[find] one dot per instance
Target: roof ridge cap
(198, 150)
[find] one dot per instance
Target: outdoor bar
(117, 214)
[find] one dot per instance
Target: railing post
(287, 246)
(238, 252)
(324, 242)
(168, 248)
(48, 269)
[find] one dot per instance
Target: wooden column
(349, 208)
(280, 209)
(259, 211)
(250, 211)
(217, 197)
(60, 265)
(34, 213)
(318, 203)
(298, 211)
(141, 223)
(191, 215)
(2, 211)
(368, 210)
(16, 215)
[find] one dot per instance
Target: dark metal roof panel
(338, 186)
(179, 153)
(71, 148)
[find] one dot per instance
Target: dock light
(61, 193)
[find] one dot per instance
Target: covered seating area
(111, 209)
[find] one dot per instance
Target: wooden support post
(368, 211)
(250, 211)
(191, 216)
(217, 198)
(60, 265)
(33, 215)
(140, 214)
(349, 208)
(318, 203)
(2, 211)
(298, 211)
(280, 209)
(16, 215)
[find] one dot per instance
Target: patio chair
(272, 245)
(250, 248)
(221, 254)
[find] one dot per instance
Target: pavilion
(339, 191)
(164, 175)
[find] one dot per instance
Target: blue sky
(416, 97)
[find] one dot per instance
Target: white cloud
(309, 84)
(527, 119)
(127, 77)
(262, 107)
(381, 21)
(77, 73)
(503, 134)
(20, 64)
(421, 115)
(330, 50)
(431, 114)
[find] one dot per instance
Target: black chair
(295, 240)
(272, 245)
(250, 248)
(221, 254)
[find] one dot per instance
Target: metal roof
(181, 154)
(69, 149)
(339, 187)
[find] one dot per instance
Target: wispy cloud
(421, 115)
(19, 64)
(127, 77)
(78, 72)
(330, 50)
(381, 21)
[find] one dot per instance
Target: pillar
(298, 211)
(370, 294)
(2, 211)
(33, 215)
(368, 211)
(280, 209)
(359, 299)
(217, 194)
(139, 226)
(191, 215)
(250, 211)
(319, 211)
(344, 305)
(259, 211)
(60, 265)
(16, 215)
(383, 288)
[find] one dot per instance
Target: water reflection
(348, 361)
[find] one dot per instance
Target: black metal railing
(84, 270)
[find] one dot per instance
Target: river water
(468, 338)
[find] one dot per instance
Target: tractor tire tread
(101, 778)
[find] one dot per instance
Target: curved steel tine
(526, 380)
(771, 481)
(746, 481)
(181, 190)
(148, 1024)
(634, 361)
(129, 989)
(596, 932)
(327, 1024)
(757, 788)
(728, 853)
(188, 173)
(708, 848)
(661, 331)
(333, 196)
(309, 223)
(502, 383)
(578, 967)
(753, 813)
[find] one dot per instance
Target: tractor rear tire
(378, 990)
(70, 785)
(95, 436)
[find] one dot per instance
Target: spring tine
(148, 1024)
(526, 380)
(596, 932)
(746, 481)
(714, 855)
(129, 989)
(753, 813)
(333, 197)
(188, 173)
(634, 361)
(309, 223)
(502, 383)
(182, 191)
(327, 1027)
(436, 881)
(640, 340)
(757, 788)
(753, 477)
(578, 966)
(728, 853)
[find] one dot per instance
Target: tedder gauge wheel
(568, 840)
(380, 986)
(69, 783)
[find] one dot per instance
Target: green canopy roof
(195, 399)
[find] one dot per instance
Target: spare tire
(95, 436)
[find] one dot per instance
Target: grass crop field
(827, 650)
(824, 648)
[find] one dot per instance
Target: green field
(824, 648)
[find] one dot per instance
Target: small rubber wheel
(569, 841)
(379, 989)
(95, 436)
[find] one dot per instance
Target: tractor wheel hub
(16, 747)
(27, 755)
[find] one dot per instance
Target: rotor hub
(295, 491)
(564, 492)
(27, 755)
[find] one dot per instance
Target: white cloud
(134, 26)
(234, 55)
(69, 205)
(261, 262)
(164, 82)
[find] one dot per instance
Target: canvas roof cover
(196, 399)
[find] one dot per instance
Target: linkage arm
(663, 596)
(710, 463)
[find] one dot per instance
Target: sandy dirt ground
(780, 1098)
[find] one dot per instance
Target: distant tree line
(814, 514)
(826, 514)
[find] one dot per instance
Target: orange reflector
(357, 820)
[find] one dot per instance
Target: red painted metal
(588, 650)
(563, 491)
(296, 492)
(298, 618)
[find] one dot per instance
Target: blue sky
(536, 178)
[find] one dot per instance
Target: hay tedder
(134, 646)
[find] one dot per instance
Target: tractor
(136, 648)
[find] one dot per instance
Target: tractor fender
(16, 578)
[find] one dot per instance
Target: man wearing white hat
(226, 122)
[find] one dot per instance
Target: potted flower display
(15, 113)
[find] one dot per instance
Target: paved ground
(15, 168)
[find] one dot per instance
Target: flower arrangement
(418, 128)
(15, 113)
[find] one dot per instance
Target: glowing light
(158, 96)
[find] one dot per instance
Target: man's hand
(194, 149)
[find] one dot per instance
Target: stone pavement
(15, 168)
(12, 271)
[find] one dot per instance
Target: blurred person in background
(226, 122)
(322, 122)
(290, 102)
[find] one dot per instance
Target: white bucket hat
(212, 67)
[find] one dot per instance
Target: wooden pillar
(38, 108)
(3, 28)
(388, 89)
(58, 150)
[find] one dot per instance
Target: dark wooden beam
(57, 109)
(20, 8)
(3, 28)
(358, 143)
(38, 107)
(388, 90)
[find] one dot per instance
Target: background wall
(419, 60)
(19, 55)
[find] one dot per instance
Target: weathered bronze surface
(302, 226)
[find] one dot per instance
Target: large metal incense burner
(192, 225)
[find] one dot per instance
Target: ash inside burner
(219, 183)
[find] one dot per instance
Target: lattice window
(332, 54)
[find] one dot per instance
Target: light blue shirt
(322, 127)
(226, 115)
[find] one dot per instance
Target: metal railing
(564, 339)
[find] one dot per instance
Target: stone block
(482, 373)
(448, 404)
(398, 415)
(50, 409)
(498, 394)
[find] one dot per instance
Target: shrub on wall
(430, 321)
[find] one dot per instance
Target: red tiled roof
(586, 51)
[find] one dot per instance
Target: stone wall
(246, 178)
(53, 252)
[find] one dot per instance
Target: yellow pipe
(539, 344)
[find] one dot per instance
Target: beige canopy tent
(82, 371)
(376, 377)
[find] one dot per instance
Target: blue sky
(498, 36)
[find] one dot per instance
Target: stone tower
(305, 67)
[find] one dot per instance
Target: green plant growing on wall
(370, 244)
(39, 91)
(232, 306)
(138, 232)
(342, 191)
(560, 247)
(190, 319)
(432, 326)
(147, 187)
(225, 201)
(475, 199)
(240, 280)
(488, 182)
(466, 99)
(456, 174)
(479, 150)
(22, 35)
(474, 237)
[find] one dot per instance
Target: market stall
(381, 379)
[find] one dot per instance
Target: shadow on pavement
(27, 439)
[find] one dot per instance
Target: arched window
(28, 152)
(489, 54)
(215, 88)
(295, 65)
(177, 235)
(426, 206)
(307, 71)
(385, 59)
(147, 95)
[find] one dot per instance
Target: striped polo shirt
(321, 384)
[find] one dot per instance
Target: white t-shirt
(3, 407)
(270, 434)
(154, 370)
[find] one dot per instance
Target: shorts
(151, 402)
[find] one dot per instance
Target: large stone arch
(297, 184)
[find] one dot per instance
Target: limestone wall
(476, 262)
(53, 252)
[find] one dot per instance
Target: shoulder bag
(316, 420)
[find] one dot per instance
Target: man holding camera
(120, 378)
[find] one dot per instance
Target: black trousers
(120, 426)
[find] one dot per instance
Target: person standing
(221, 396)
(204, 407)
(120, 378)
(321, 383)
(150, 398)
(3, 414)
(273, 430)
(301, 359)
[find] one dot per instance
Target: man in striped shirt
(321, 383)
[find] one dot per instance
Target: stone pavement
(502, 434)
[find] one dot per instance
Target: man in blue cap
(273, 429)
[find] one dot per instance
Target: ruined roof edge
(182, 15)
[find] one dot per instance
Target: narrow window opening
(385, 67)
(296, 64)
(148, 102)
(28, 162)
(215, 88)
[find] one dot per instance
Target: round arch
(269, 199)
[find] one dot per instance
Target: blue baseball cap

====================

- Instructions to follow
Gather every line above that contains the word "tedder" and copy each one out in full.

- Answer below
Target: tedder gauge wheel
Target: hay tedder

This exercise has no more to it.